## EXERCISE AIM
Each line from the line holding "Where can the butterfly" through the last line should be written out exactly, with nothing else and no images.

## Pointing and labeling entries

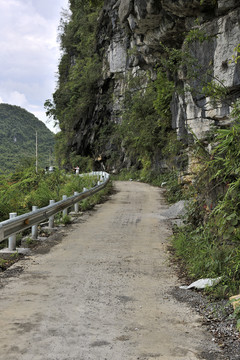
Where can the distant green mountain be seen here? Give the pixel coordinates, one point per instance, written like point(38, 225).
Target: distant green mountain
point(18, 129)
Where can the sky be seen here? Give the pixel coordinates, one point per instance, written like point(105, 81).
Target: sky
point(29, 53)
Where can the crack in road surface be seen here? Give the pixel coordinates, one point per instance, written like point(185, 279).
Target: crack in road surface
point(104, 292)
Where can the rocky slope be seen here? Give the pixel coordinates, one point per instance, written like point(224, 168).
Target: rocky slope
point(131, 38)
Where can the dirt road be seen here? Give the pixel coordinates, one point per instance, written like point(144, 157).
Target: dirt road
point(104, 292)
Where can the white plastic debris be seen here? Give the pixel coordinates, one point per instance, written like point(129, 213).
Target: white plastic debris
point(202, 283)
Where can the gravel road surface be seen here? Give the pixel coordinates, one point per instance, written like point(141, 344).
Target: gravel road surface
point(103, 292)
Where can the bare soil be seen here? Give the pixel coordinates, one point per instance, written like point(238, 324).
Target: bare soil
point(105, 291)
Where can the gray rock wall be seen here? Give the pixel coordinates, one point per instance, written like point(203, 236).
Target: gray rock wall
point(132, 39)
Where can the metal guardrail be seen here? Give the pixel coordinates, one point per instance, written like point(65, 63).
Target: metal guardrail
point(25, 221)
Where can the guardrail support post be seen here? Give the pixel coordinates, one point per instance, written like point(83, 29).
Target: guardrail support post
point(12, 239)
point(51, 219)
point(34, 227)
point(76, 206)
point(65, 210)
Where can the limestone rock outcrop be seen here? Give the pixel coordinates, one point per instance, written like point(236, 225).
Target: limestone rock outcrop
point(132, 43)
point(129, 40)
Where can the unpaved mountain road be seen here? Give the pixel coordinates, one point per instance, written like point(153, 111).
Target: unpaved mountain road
point(104, 292)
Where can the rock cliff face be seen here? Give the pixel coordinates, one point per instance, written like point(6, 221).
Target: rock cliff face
point(131, 33)
point(129, 38)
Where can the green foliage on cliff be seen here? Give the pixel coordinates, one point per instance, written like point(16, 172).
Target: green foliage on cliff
point(209, 243)
point(18, 138)
point(79, 71)
point(146, 126)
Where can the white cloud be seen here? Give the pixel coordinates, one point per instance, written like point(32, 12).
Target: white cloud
point(17, 98)
point(29, 51)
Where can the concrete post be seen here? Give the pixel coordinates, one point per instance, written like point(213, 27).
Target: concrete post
point(51, 219)
point(12, 239)
point(76, 205)
point(34, 227)
point(65, 210)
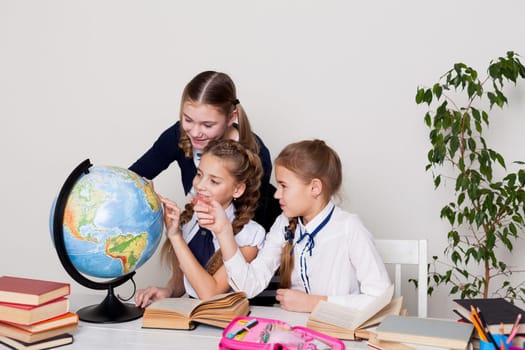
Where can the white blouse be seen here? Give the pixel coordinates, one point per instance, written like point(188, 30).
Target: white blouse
point(252, 234)
point(344, 264)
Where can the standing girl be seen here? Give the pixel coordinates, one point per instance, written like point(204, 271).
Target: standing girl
point(229, 174)
point(324, 252)
point(209, 110)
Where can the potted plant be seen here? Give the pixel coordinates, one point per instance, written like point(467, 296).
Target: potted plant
point(487, 213)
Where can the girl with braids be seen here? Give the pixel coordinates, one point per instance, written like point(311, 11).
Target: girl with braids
point(209, 110)
point(324, 252)
point(230, 175)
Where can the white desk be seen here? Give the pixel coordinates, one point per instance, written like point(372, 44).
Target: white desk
point(130, 335)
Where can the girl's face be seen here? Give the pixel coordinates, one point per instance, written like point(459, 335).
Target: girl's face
point(203, 123)
point(295, 196)
point(214, 180)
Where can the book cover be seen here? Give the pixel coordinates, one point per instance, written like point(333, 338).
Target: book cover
point(348, 323)
point(494, 311)
point(425, 331)
point(29, 314)
point(18, 290)
point(55, 322)
point(53, 342)
point(183, 313)
point(11, 331)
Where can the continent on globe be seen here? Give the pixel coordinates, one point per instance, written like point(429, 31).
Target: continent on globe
point(112, 222)
point(127, 248)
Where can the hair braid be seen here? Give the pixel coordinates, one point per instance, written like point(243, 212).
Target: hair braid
point(287, 257)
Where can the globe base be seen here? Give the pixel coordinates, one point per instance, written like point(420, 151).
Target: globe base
point(111, 310)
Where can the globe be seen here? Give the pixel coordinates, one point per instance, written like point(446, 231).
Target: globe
point(112, 222)
point(106, 223)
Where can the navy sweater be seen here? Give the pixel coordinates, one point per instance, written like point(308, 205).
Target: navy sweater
point(166, 150)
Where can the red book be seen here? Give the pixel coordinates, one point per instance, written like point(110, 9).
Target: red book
point(30, 314)
point(18, 290)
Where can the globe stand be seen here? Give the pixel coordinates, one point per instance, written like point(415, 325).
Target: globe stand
point(111, 310)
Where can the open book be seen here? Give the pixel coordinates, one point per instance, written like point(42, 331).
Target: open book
point(349, 323)
point(183, 313)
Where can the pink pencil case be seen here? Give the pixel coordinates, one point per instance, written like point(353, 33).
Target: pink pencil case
point(256, 333)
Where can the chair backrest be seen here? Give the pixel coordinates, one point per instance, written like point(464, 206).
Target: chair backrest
point(402, 252)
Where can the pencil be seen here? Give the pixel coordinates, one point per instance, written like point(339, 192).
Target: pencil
point(514, 329)
point(480, 331)
point(485, 326)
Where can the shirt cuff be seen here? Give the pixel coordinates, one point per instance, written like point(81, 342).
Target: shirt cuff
point(236, 260)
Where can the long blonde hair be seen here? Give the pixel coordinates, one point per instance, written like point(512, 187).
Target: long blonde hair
point(245, 167)
point(217, 90)
point(308, 160)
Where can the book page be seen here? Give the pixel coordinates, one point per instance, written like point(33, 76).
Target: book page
point(392, 308)
point(347, 317)
point(181, 305)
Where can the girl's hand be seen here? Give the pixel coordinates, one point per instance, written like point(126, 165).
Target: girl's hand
point(296, 300)
point(211, 215)
point(171, 217)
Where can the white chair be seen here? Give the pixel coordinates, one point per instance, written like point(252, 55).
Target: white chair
point(402, 252)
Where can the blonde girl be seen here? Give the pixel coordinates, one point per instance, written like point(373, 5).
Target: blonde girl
point(324, 252)
point(230, 175)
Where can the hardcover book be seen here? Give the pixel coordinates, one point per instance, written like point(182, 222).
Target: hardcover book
point(183, 313)
point(53, 342)
point(29, 314)
point(29, 291)
point(55, 322)
point(425, 331)
point(11, 331)
point(350, 324)
point(494, 311)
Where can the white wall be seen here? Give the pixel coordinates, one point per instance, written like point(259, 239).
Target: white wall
point(101, 80)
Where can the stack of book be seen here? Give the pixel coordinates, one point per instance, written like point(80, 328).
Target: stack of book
point(408, 333)
point(35, 313)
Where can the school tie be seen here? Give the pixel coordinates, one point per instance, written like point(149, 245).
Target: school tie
point(202, 246)
point(310, 244)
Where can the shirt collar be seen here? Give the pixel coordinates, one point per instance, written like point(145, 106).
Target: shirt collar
point(316, 221)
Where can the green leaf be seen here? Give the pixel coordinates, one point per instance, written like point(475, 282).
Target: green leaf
point(420, 95)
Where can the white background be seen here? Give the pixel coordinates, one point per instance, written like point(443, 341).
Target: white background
point(102, 79)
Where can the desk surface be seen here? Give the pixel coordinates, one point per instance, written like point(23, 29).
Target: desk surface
point(130, 335)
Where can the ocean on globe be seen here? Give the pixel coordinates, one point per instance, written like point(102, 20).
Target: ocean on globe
point(112, 222)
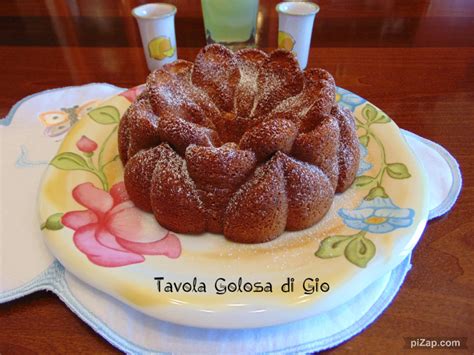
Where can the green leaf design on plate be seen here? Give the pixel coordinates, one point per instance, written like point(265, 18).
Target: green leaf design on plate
point(377, 191)
point(382, 119)
point(333, 246)
point(363, 180)
point(398, 171)
point(369, 112)
point(364, 140)
point(105, 115)
point(53, 222)
point(69, 161)
point(360, 251)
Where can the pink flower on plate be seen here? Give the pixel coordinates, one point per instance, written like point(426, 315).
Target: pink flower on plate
point(86, 145)
point(113, 232)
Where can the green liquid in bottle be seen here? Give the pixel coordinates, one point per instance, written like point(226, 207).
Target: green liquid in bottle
point(230, 21)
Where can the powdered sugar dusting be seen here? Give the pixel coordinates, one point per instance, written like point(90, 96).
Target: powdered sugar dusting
point(257, 88)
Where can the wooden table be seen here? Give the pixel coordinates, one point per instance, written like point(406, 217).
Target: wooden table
point(412, 58)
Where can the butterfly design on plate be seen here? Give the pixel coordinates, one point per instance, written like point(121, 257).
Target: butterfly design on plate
point(58, 122)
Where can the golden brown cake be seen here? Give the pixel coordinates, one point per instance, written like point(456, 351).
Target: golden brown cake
point(244, 144)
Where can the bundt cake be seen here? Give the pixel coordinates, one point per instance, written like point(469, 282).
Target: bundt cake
point(244, 144)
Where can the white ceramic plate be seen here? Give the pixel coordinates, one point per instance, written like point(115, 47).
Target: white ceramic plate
point(369, 230)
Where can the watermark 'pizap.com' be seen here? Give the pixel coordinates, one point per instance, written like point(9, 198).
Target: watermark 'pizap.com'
point(435, 343)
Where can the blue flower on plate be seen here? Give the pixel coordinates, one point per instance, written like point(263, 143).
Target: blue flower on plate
point(379, 215)
point(363, 165)
point(348, 99)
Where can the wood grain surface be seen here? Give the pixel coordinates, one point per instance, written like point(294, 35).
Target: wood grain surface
point(414, 59)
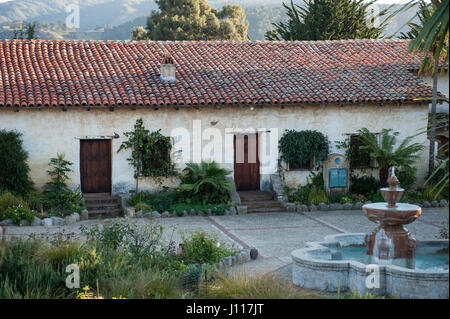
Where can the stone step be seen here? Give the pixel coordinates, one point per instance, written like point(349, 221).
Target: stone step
point(247, 196)
point(93, 200)
point(262, 204)
point(102, 206)
point(109, 213)
point(265, 210)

## SOLUTION
Where can the butterfly design on plate be seen here? Give the pixel coordinates, one point per instance, written like point(121, 257).
Target: butterfly design on plate
point(58, 122)
Where can the golden brown cake be seen here? Give the pixel coordinates, one point per instance, written like point(456, 351).
Target: golden brown cake
point(244, 144)
Where can the bundt cake be seen here? Give the pixel coordinates, one point per instance, written like point(469, 282).
Target: bundt cake
point(244, 144)
Where can the white ceramic plate be seen here? Give the pixel coordinates, one point per instance, written like point(115, 47).
Target: white ceramic plate
point(369, 230)
Where can the watermark 'pizap.com' be seen here? Give the pixel coordinates, one point per instance, written like point(9, 198).
Target: watermark 'pizap.com'
point(435, 343)
Where can the blue flower on plate be seen here? Give the pixel coordinates, one point per instance, written like point(263, 143).
Target: blue flower on plate
point(379, 215)
point(363, 165)
point(348, 99)
Where can the wood grain surface be seen here? Give the pixel coordinates, one point per instance, written like point(294, 35).
Target: wood grain surface
point(414, 59)
Where can the stone step be seen here? Give the pixel coordinates, one point per instance, written like point(349, 221).
Target: stone step
point(247, 196)
point(93, 200)
point(262, 204)
point(102, 206)
point(109, 213)
point(265, 210)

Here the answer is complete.